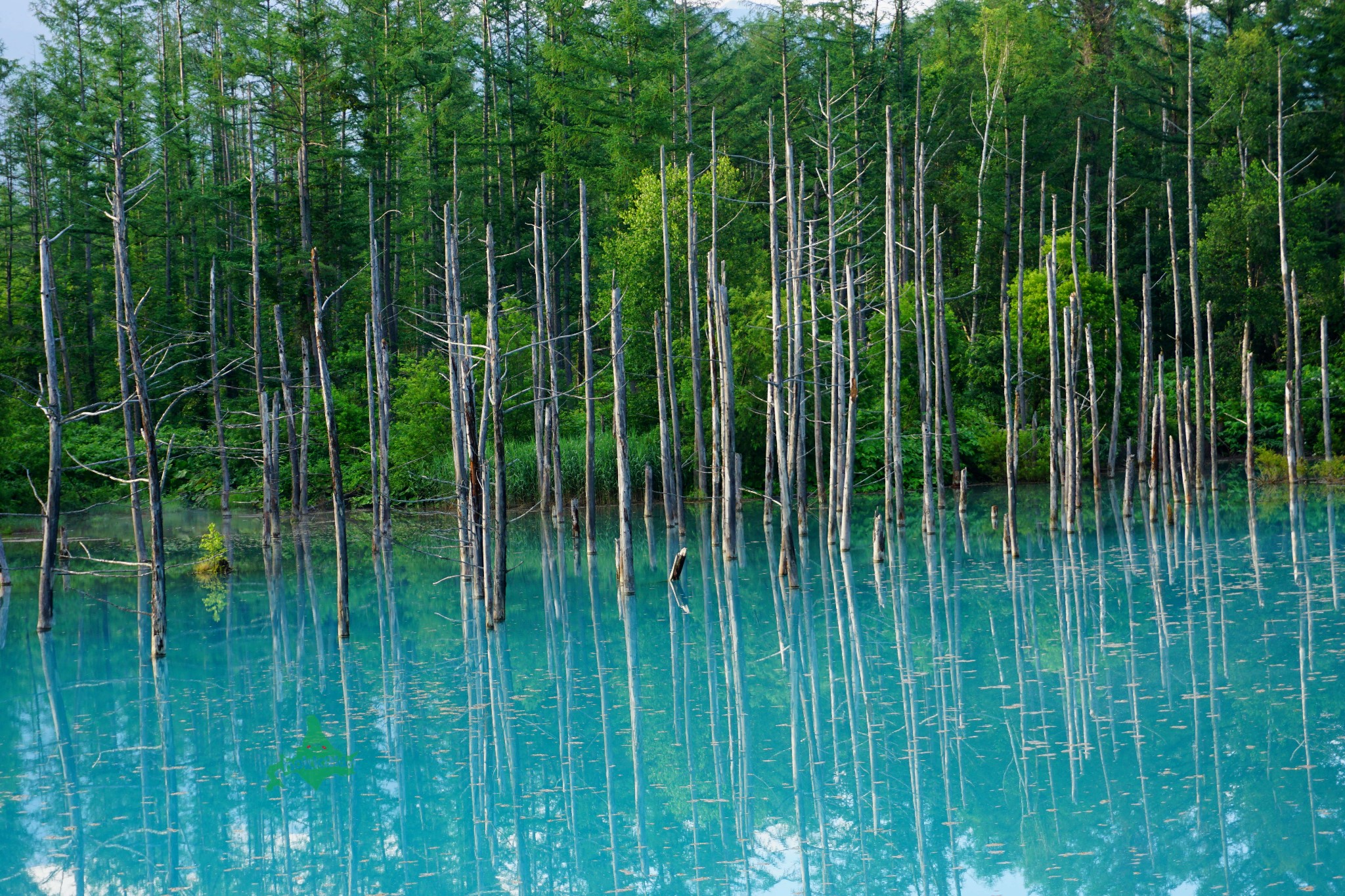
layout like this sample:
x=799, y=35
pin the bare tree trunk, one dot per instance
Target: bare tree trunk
x=158, y=610
x=1052, y=336
x=590, y=475
x=287, y=395
x=693, y=303
x=324, y=381
x=1327, y=398
x=218, y=408
x=625, y=559
x=496, y=402
x=255, y=232
x=1093, y=409
x=1210, y=395
x=944, y=370
x=55, y=426
x=891, y=341
x=728, y=442
x=1114, y=270
x=1248, y=408
x=1011, y=426
x=304, y=426
x=372, y=391
x=852, y=406
x=1290, y=456
x=673, y=475
x=1282, y=210
x=121, y=263
x=382, y=379
x=148, y=427
x=1146, y=354
x=1193, y=268
x=665, y=453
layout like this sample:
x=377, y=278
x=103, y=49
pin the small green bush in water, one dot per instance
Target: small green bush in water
x=214, y=561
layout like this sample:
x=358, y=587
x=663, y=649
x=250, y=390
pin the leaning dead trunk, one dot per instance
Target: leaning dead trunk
x=496, y=402
x=374, y=489
x=55, y=425
x=585, y=300
x=1248, y=461
x=127, y=324
x=324, y=382
x=625, y=561
x=1327, y=398
x=214, y=389
x=287, y=395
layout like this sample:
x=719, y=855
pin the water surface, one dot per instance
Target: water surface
x=1133, y=708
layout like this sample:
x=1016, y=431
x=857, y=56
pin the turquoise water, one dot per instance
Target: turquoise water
x=1134, y=708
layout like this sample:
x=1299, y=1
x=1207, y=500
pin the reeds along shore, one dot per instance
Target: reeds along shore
x=849, y=288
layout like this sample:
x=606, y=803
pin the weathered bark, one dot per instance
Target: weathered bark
x=673, y=475
x=218, y=409
x=1146, y=350
x=55, y=429
x=585, y=300
x=1114, y=272
x=779, y=442
x=376, y=504
x=1093, y=408
x=287, y=395
x=693, y=304
x=255, y=296
x=1192, y=259
x=324, y=382
x=304, y=425
x=496, y=403
x=127, y=324
x=1052, y=336
x=852, y=406
x=148, y=427
x=1248, y=408
x=1327, y=396
x=1210, y=395
x=625, y=559
x=1300, y=449
x=728, y=441
x=1282, y=211
x=121, y=292
x=891, y=328
x=382, y=378
x=665, y=452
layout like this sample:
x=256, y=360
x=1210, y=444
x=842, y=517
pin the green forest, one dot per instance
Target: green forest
x=1185, y=154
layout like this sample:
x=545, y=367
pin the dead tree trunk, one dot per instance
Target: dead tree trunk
x=586, y=308
x=121, y=293
x=287, y=395
x=694, y=323
x=370, y=393
x=665, y=459
x=218, y=409
x=1248, y=408
x=625, y=559
x=304, y=426
x=55, y=425
x=1327, y=398
x=496, y=402
x=324, y=382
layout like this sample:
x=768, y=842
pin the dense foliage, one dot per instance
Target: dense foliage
x=407, y=100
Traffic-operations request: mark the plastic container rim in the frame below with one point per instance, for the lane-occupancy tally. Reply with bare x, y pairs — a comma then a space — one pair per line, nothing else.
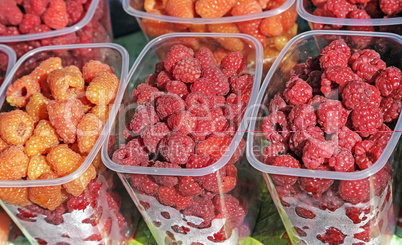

+ + + + +

▶ _YOUR GOAL_
Copy all records exactly; omit images.

▶ _ANSWER TO THE PROBLEM_
layout like this sample:
x=799, y=35
pin the bare tree trunk, one dot per instance
Target: bare tree trunk
x=158, y=610
x=1052, y=336
x=590, y=475
x=287, y=395
x=693, y=303
x=324, y=381
x=1327, y=398
x=218, y=408
x=625, y=559
x=496, y=402
x=255, y=232
x=1093, y=409
x=1210, y=395
x=944, y=370
x=55, y=426
x=891, y=341
x=728, y=442
x=1114, y=270
x=1248, y=408
x=1011, y=426
x=304, y=426
x=372, y=391
x=852, y=406
x=1290, y=456
x=673, y=475
x=1282, y=210
x=121, y=263
x=382, y=379
x=148, y=427
x=1146, y=354
x=1193, y=268
x=665, y=453
layout like this sample:
x=377, y=278
x=103, y=49
pin the small green bush in water, one dot per instance
Target: small green bush in water
x=214, y=561
layout like this sample:
x=358, y=587
x=663, y=649
x=250, y=390
pin the leaning dead trunk, one dot per instance
Target: leaning dead trunk
x=496, y=402
x=374, y=489
x=55, y=425
x=585, y=300
x=1248, y=461
x=127, y=324
x=324, y=382
x=625, y=561
x=1327, y=398
x=214, y=389
x=287, y=395
layout like this sample:
x=719, y=855
pin the water surface, one dot per instance
Target: water surface
x=1133, y=708
layout like this sample:
x=1016, y=431
x=857, y=56
pin the turquoise water, one dot per instance
Target: turquoise water
x=1134, y=708
layout like this sample:
x=1299, y=1
x=1207, y=500
pin the reeds along shore, one dot per instance
Target: reeds along shore
x=849, y=288
layout like this sample:
x=606, y=803
pin the weathered bark, one dot per instance
Target: weathered bark
x=673, y=475
x=218, y=409
x=1146, y=350
x=55, y=429
x=585, y=300
x=1114, y=272
x=779, y=442
x=376, y=504
x=1093, y=408
x=287, y=395
x=693, y=304
x=255, y=296
x=1192, y=259
x=324, y=382
x=304, y=425
x=496, y=403
x=127, y=324
x=1052, y=336
x=852, y=406
x=148, y=427
x=1248, y=408
x=1327, y=396
x=1210, y=395
x=625, y=559
x=1300, y=449
x=728, y=441
x=1282, y=211
x=121, y=292
x=891, y=328
x=382, y=378
x=665, y=452
layout like this sample:
x=256, y=360
x=1210, y=444
x=842, y=517
pin the green forest, one dot per instance
Target: green forest
x=1185, y=154
layout like this sample:
x=545, y=367
pin the dead tree trunk, one dot per instance
Target: dead tree trunk
x=586, y=308
x=121, y=293
x=287, y=395
x=694, y=323
x=370, y=393
x=665, y=459
x=218, y=409
x=1248, y=408
x=625, y=559
x=304, y=426
x=55, y=425
x=1327, y=398
x=496, y=402
x=324, y=382
layout like this sample:
x=768, y=842
pin the dense foliage, one dot per instance
Target: dense foliage
x=407, y=100
Traffic-operations request: mark the plastic container rim in the frame below with one point per instance, for the lane-occupancy tally. Reply with bare x, y pairs — a comma then a space — one pair per line, nothing else.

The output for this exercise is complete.